What you should do:
Provide an exact repetition of every entry, with no word altered.

[Dataset entries]

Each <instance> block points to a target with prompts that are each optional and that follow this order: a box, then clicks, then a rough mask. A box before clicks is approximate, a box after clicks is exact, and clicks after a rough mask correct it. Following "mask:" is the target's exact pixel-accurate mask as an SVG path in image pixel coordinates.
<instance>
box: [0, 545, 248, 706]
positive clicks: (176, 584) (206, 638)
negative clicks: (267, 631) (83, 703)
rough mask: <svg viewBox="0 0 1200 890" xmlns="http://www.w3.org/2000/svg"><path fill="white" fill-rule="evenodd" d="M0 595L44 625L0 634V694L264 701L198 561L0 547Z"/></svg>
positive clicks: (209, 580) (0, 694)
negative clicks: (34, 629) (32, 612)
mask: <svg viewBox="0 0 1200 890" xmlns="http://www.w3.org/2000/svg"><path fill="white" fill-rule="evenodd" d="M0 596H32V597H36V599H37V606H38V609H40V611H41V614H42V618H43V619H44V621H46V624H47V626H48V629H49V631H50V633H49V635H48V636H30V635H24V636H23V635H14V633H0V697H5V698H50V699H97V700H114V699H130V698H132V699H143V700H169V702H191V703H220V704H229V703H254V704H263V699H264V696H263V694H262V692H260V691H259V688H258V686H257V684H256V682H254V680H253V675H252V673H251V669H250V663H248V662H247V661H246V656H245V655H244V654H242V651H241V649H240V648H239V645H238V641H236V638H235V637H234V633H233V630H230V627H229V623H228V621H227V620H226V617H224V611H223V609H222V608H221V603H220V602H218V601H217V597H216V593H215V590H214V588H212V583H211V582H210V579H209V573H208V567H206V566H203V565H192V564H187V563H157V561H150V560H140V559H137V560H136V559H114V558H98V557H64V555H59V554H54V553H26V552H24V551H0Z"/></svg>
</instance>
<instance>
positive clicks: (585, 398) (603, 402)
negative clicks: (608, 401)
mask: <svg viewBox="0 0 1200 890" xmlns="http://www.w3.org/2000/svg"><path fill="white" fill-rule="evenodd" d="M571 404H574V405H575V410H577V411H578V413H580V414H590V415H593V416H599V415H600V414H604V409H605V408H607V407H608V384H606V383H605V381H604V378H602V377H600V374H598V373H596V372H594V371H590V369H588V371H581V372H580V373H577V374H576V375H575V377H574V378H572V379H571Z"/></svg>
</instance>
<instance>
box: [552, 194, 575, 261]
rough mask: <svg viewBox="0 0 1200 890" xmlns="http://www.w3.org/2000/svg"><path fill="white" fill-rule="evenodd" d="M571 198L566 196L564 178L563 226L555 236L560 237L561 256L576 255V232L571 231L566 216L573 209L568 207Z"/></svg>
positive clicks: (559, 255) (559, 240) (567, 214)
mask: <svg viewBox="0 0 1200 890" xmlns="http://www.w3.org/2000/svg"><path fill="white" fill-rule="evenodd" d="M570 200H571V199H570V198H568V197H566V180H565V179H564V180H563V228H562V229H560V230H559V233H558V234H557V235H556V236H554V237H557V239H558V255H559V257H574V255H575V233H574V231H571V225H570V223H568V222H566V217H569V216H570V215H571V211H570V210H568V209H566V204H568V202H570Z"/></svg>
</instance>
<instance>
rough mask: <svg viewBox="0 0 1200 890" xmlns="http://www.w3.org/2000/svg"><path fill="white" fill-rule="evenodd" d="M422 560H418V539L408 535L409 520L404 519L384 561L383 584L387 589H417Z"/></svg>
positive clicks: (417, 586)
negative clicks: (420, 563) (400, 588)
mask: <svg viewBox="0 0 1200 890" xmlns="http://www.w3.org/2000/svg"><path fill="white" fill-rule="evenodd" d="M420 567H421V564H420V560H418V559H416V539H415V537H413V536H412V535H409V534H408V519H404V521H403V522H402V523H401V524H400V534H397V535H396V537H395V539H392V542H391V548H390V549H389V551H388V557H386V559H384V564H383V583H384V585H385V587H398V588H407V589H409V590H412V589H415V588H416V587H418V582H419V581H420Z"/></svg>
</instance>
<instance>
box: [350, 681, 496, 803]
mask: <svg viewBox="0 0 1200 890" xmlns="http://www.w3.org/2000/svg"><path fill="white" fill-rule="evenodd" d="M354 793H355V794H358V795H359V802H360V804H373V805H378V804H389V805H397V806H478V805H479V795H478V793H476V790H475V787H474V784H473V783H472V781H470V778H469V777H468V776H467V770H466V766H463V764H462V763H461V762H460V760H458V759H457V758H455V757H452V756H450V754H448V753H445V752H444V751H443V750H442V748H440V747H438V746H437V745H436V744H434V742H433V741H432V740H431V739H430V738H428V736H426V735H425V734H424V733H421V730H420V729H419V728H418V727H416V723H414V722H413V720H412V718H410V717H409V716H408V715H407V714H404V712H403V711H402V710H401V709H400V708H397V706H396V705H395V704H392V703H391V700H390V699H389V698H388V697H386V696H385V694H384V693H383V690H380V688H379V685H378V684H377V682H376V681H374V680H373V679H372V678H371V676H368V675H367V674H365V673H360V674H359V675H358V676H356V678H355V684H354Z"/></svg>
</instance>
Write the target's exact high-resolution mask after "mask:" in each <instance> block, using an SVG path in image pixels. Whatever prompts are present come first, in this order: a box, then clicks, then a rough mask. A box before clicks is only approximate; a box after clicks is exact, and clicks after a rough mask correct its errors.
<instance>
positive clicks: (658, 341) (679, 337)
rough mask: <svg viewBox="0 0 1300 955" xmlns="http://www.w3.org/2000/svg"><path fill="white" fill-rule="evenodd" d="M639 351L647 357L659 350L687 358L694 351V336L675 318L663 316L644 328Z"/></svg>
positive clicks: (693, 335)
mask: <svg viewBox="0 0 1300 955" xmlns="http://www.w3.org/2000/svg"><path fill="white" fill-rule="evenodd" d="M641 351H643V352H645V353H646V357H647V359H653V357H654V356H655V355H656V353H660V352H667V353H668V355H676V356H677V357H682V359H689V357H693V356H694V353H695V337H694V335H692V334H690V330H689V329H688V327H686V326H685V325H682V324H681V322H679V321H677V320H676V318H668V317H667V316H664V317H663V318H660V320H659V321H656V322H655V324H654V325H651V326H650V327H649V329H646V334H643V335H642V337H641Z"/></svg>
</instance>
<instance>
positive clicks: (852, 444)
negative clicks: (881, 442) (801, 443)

Solution:
Each <instance> block points to a target with prompts that are each optional and that follow this order: a box, then clicks, then a rough mask. A box before clicks is approximate, a box after clicks is exact, and clicks after a rough mask correct it. Following "mask:" is the target's exact pixel-accurate mask as an SVG path in image pixel coordinates.
<instance>
box: [0, 545, 248, 706]
positive clicks: (176, 584) (206, 638)
negative clicks: (267, 631) (83, 703)
rough mask: <svg viewBox="0 0 1200 890" xmlns="http://www.w3.org/2000/svg"><path fill="white" fill-rule="evenodd" d="M0 595L44 625L0 634V694L264 701L198 561L0 547Z"/></svg>
positive clicks: (209, 580) (0, 694)
negative clicks: (34, 629) (32, 612)
mask: <svg viewBox="0 0 1200 890" xmlns="http://www.w3.org/2000/svg"><path fill="white" fill-rule="evenodd" d="M0 596H32V597H36V599H37V606H38V609H40V611H41V614H42V618H43V619H44V621H46V624H47V626H48V629H49V631H50V633H49V635H48V636H30V635H24V636H23V635H14V633H0V697H5V698H50V699H97V700H114V699H130V698H132V699H143V700H169V702H191V703H220V704H229V703H254V704H263V699H264V696H263V694H262V692H260V691H259V688H258V686H257V684H256V682H254V680H253V675H252V673H251V669H250V663H248V662H247V661H246V656H245V655H244V654H242V651H241V649H240V648H239V645H238V641H236V638H235V637H234V633H233V630H230V627H229V623H228V621H227V620H226V617H224V611H223V609H222V608H221V603H220V602H218V601H217V597H216V593H215V590H214V588H212V583H211V582H210V579H209V573H208V567H206V566H203V565H192V564H187V563H157V561H150V560H140V559H137V560H136V559H114V558H98V557H64V555H59V554H54V553H26V552H24V551H0Z"/></svg>
</instance>
<instance>
positive clicks: (585, 398) (603, 402)
negative clicks: (608, 401)
mask: <svg viewBox="0 0 1200 890" xmlns="http://www.w3.org/2000/svg"><path fill="white" fill-rule="evenodd" d="M571 404H574V405H575V410H577V411H578V413H580V414H590V415H593V416H599V415H600V414H604V409H605V408H607V407H608V384H606V383H605V381H604V378H602V377H600V374H598V373H596V372H594V371H590V369H588V371H581V372H580V373H577V374H576V375H575V377H574V378H572V379H571Z"/></svg>
</instance>
<instance>
box: [552, 194, 575, 261]
rough mask: <svg viewBox="0 0 1200 890" xmlns="http://www.w3.org/2000/svg"><path fill="white" fill-rule="evenodd" d="M571 198L566 196L564 178L563 226L555 236L560 237L561 256L576 255V232L571 231L566 216L573 209L568 207Z"/></svg>
positive clicks: (559, 255) (559, 240) (567, 214)
mask: <svg viewBox="0 0 1200 890" xmlns="http://www.w3.org/2000/svg"><path fill="white" fill-rule="evenodd" d="M570 200H571V199H570V198H568V197H566V180H565V179H564V180H563V228H562V229H560V230H559V233H558V234H557V235H556V236H554V237H557V239H558V255H559V257H574V255H575V233H574V231H571V225H570V223H568V222H566V217H569V216H570V215H571V211H570V210H568V209H566V204H568V202H570Z"/></svg>
</instance>
<instance>
rough mask: <svg viewBox="0 0 1200 890" xmlns="http://www.w3.org/2000/svg"><path fill="white" fill-rule="evenodd" d="M422 560H418V539L408 535L409 520L404 519L384 561L383 584L387 589H417Z"/></svg>
positive clicks: (417, 586)
negative clicks: (420, 563) (400, 588)
mask: <svg viewBox="0 0 1200 890" xmlns="http://www.w3.org/2000/svg"><path fill="white" fill-rule="evenodd" d="M420 567H421V564H420V560H418V559H416V539H415V537H413V536H412V535H409V534H408V519H404V521H403V522H402V523H401V524H400V534H397V535H396V537H395V539H392V542H391V548H390V549H389V551H388V557H386V559H384V564H383V583H384V585H385V587H398V588H407V589H409V590H412V589H415V588H416V587H418V582H419V581H420Z"/></svg>
</instance>
<instance>
box: [350, 681, 496, 803]
mask: <svg viewBox="0 0 1200 890" xmlns="http://www.w3.org/2000/svg"><path fill="white" fill-rule="evenodd" d="M354 793H355V794H358V795H359V802H360V804H373V805H378V804H389V805H397V806H478V805H479V795H478V793H476V790H475V787H474V784H473V783H472V781H470V778H469V777H468V776H467V770H466V766H463V764H462V763H461V762H460V760H458V759H457V758H455V757H452V756H450V754H448V753H445V752H444V751H443V750H442V748H440V747H438V746H437V745H436V744H434V742H433V741H432V740H431V739H430V738H428V736H426V735H425V734H424V733H421V730H420V729H419V728H418V727H416V723H414V722H413V720H412V718H410V717H409V716H408V715H407V714H404V712H403V711H402V710H401V709H400V708H397V706H396V705H395V704H392V703H391V700H390V699H389V698H388V697H386V696H385V694H384V693H383V690H380V688H379V685H378V684H377V682H376V681H374V680H373V679H372V678H371V676H368V675H367V674H365V673H360V674H359V675H358V676H356V678H355V684H354Z"/></svg>
</instance>
Write the target's exact high-resolution mask after "mask:" in each <instance> block, using an SVG path in image pixels. Whatever prompts are present come first, in this order: a box, then clicks, then a rough mask. A box before clicks is only approximate; a box after clicks is exact, and clicks after a rough mask correct its errors.
<instance>
positive clicks: (658, 341) (679, 337)
rough mask: <svg viewBox="0 0 1300 955" xmlns="http://www.w3.org/2000/svg"><path fill="white" fill-rule="evenodd" d="M639 351L647 357L659 350L687 358L694 351V336L675 318L663 316L644 328Z"/></svg>
positive clicks: (693, 335)
mask: <svg viewBox="0 0 1300 955" xmlns="http://www.w3.org/2000/svg"><path fill="white" fill-rule="evenodd" d="M641 351H643V352H645V353H646V357H647V359H653V357H654V356H655V355H656V353H660V352H667V353H668V355H676V356H677V357H682V359H689V357H693V356H694V353H695V337H694V335H692V334H690V330H689V329H688V327H686V326H685V325H682V324H681V322H679V321H677V320H676V318H668V317H667V316H664V317H663V318H660V320H659V321H656V322H655V324H654V325H651V326H650V327H649V329H646V334H643V335H642V337H641Z"/></svg>
</instance>
<instance>
positive clicks: (852, 444)
negative clicks: (881, 442) (801, 443)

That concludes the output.